Rescale the entries from the line containing "Spot the paved" through the end of the entries, both ends included. Reproduce every line, requests included, but multiply each pixel coordinate in the answers by 0.7 and round to the nearest whole number, with halves rounded up.

===== Input data =====

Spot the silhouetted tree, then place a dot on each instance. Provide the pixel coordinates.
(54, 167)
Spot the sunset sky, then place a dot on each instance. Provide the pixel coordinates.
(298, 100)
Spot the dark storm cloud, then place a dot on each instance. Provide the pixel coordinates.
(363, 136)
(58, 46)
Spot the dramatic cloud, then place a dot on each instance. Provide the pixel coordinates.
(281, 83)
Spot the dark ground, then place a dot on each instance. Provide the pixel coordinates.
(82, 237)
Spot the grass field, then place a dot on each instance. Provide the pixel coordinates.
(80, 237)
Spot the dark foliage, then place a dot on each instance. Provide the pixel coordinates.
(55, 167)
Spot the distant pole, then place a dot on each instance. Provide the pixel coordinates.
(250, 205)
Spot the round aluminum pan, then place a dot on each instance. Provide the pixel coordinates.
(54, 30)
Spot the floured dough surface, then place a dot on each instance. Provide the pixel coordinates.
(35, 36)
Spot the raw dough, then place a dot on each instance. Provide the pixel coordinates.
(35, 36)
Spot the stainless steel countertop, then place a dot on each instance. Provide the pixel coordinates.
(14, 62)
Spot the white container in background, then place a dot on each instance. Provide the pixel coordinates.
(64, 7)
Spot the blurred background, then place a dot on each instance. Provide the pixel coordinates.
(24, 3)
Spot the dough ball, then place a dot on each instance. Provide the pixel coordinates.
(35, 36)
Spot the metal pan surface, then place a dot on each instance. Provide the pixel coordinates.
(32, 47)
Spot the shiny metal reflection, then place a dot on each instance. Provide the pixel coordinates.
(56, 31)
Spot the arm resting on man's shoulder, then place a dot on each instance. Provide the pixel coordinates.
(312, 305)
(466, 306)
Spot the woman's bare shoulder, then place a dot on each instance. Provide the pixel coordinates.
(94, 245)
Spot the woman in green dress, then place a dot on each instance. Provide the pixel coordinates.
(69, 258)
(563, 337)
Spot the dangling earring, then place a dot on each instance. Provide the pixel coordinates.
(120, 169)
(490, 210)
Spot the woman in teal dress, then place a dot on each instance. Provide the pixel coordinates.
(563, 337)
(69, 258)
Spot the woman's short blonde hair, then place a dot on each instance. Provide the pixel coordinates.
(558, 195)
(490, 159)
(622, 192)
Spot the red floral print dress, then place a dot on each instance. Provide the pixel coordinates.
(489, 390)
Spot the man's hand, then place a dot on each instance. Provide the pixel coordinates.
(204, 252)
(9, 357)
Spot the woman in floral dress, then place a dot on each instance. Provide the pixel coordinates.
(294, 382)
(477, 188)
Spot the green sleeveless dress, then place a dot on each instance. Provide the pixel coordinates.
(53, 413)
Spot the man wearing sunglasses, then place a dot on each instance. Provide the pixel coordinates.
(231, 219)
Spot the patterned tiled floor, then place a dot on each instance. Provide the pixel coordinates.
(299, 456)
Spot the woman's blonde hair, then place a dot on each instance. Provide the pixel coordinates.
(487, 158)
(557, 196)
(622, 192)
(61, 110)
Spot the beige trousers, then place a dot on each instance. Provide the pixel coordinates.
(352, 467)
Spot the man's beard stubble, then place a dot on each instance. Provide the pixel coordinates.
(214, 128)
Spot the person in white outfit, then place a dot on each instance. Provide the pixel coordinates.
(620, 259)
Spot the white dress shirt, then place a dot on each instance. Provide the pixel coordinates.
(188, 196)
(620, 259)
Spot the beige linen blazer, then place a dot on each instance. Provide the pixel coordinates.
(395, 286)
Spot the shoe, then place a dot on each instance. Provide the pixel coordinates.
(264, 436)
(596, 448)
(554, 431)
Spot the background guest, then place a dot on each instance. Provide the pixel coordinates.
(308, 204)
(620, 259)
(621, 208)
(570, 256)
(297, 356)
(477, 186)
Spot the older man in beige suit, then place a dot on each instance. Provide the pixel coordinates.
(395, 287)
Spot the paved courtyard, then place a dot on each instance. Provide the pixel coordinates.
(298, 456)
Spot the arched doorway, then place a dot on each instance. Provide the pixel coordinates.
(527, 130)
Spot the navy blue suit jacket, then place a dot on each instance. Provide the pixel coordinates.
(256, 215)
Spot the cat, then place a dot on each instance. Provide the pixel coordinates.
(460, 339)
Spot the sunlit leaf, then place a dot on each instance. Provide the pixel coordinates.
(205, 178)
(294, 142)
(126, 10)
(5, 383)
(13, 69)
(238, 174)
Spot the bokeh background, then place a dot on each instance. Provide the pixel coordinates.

=====

• **Answer to this problem**:
Spot the paved courtyard, then place a dot on each instance. Provide the pixel coordinates.
(209, 319)
Spot the arched doorway, then place a dot on each instance. Provide the pixel coordinates.
(369, 91)
Spot the navy blue suit jacket, then place a dot on each instance. Provide the pixel coordinates.
(179, 151)
Spot the cat, then place a dot on each instance. Provide the pixel coordinates.
(322, 237)
Spot the sunlit leaf, then place a dot on each instance. Provide the pixel coordinates.
(144, 125)
(206, 99)
(88, 7)
(4, 268)
(9, 48)
(167, 122)
Spot the bokeh background, then place a dot on each instance. Provide the pixel coordinates.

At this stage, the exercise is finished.